- _ENTRIES SHOWN_:
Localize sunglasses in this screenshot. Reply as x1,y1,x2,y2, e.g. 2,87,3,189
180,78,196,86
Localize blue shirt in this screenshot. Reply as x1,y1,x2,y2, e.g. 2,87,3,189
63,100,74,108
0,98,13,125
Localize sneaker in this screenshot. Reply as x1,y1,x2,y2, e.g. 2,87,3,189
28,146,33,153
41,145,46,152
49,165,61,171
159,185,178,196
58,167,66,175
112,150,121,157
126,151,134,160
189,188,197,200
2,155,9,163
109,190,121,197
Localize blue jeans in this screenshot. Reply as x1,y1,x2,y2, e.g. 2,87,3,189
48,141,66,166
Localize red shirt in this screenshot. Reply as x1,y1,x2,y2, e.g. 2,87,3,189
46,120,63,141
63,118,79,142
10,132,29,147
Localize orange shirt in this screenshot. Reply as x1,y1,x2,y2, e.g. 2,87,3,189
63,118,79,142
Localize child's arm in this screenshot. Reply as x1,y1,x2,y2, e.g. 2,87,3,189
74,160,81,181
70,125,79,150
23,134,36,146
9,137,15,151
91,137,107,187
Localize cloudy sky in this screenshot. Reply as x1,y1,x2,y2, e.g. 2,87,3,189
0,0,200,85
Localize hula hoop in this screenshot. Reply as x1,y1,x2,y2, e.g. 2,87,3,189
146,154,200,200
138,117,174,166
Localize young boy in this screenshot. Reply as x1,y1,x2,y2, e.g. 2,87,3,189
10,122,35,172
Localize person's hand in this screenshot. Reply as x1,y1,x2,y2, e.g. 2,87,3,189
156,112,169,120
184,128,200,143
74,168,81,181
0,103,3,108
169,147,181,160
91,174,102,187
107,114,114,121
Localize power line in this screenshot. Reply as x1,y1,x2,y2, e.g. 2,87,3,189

- _TASK OBJECTIVE_: Nothing is to be left out, and every entry is to be transcribed exactly.

- _TASK OUTPUT_:
Localize sunglasses in this screenshot. Reply as x1,y1,x2,y2, e.g. 2,87,3,189
180,78,196,86
Localize blue shirt in this screenshot. Reply as x1,y1,x2,y2, e.g. 2,87,3,189
63,100,74,108
0,98,13,125
Localize sneaker in this screenshot. Reply as x1,y1,x2,y2, e.g. 2,87,3,189
28,146,33,153
41,145,46,152
49,165,61,171
159,185,178,196
58,167,66,175
112,150,121,157
126,151,134,160
189,188,197,200
2,155,9,163
109,190,121,197
Localize blue jeans in this screenshot. Reply as x1,y1,x2,y2, e.g. 2,87,3,189
48,141,66,166
Localize red shirt in this screenshot. Reply as x1,y1,x2,y2, e.g. 2,87,3,189
46,120,63,141
63,118,79,142
10,132,29,147
Localize orange shirt in this screenshot. Reply as x1,y1,x2,y2, e.g. 2,87,3,189
63,118,79,142
Localize child's arm in this screenshot. Reply as x1,y1,x2,y2, e.g. 2,87,3,189
74,160,81,181
70,125,79,150
23,134,36,146
9,137,15,151
91,137,107,187
Localize cloudy sky in this screenshot. Reply as x1,y1,x2,y2, e.g. 2,87,3,189
0,0,200,85
Localize hula hoop in this screenshot. Reply as x1,y1,x2,y2, e.g. 2,87,3,189
146,154,200,200
138,117,174,166
Localize young boy in this screenshot. Reply as x1,y1,x2,y2, e.g. 2,87,3,189
10,122,35,172
Localize person's hand in this screenshot. Reply as x1,y1,x2,y2, e.g. 2,87,3,189
156,112,169,120
184,128,200,143
74,168,81,181
0,103,3,108
169,147,181,160
91,174,102,187
107,114,114,121
Localize power line in this screenshot. Reply as x1,y1,x2,y2, e.g. 2,87,3,189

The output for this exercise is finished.